* WORK INSTRUCTIONS
Repeat the records below exactly as they appear.

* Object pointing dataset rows

━━━

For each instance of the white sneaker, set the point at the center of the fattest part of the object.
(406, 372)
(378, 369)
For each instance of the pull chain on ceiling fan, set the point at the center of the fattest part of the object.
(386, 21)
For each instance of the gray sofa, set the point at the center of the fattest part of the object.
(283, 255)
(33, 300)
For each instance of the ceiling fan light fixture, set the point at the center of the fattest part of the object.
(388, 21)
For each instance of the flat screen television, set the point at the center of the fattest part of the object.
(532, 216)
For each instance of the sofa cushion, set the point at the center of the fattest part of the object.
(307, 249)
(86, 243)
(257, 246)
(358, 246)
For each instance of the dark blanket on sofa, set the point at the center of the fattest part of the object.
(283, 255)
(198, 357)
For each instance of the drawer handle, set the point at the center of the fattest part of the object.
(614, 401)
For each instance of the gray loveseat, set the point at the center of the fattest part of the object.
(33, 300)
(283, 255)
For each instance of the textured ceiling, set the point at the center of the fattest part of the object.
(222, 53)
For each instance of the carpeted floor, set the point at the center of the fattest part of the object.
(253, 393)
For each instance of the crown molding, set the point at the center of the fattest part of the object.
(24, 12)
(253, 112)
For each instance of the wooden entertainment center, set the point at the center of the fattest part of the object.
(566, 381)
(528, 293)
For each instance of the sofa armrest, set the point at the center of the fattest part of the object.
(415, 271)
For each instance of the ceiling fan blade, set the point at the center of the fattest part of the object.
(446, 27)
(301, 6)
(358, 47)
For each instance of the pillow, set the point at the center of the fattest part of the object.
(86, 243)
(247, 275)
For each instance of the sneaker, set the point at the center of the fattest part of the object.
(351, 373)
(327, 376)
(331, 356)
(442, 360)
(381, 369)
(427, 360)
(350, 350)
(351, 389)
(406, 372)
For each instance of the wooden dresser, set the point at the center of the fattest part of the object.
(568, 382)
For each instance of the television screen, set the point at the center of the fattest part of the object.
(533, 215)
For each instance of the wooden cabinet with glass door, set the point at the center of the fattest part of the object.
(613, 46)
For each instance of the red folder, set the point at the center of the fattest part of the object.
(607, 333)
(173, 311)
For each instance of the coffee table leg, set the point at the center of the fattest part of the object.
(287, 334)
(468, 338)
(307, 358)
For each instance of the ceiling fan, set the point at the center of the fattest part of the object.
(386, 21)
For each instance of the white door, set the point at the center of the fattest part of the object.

━━━

* FULL OUTPUT
For each instance of the white sneaker, set the point at the center of the fattest part of the object.
(406, 372)
(378, 369)
For each instance of the pull chain on ceiling fan, set the point at the center of the fattest part of the object.
(386, 21)
For each instance of the gray sofa, set the point at the center of the fattest part of the object.
(283, 255)
(33, 300)
For each instance of the ceiling fan light fixture, set the point at the center of the fattest part of the object.
(388, 21)
For each instance of the flat screen television, set the point at the center of the fattest part of the object.
(532, 216)
For each instance of the sofa cushion, set the point at the center of the fattest part of the object.
(307, 249)
(86, 243)
(257, 246)
(358, 246)
For each instance of the dark blanket on sofa, set the point at the center of the fattest part of the object.
(283, 255)
(198, 357)
For each instance of the drawer handle, set the point at the center of the fattest part of the object.
(614, 401)
For each instance of the gray loveseat, set the point at the center of the fattest part of the object.
(33, 300)
(283, 255)
For each instance of the textured ceiling, set the point at the center of the fattest part of the object.
(222, 53)
For each instance of the carpeted floor, set the point at the center of the fattest part of the object.
(253, 393)
For each instance of the crown molding, set the point at the center of the fattest part of the object.
(24, 12)
(253, 112)
For each instance of the wooden entertainment center, set the point at the center of the fattest part of the object.
(566, 381)
(528, 293)
For each instance of the sofa armrest, set the point at the center of the fattest part of the object.
(415, 271)
For each instance of the ceiling fan blade, set the point at the center of the fattest part of the object.
(446, 27)
(301, 6)
(358, 47)
For each instance of the pillow, set the point at the center of the fattest part of the object.
(86, 243)
(247, 275)
For each instance of the sneaker, set the point at the center of the fattest part of the object.
(351, 373)
(327, 376)
(331, 356)
(442, 360)
(381, 369)
(427, 360)
(350, 350)
(351, 389)
(406, 372)
For each instance of the wooden dresser, set the point at the center of the fattest part of the object.
(568, 382)
For each instance of the television screen, set the point at the center of the fattest part of the object.
(533, 215)
For each instance of the wooden cabinet with glass door, set the point at the center of the fattest part of the object.
(613, 46)
For each instance of the red folder, set the point at the center of the fattest part of the object.
(607, 333)
(173, 311)
For each instance of the coffee table leg, set the point at the center of the fattest part of the object.
(287, 334)
(468, 338)
(307, 358)
For each instance of the ceiling fan, set the point at the center of the fattest part of the object.
(386, 21)
For each instance of the white door, set the point at the center of the fattest part of the object.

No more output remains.